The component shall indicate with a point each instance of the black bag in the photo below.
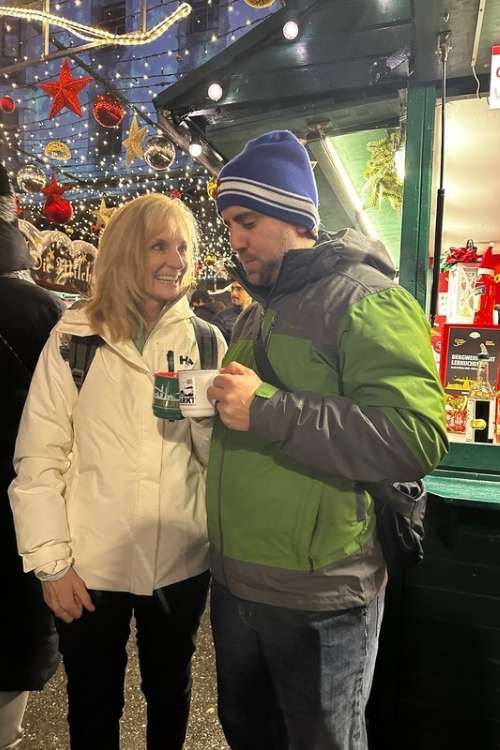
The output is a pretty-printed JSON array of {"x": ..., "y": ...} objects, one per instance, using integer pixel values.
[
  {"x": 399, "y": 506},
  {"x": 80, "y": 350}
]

---

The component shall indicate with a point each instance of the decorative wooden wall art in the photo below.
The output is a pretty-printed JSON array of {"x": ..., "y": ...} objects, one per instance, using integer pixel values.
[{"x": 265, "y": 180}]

...

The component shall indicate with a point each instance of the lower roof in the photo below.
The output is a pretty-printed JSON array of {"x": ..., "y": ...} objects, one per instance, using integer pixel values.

● Goal:
Pick out every line of the listing above that contains the word "below", and copy each of those lines in full.

● Answer for this exercise:
The component shall indicate with a point each instance of the black bag in the photo below.
The component shall indicate with a point each instance of the decorative wooden wall art in the photo below.
The component shall indicate with a point each instance of the lower roof in the photo below.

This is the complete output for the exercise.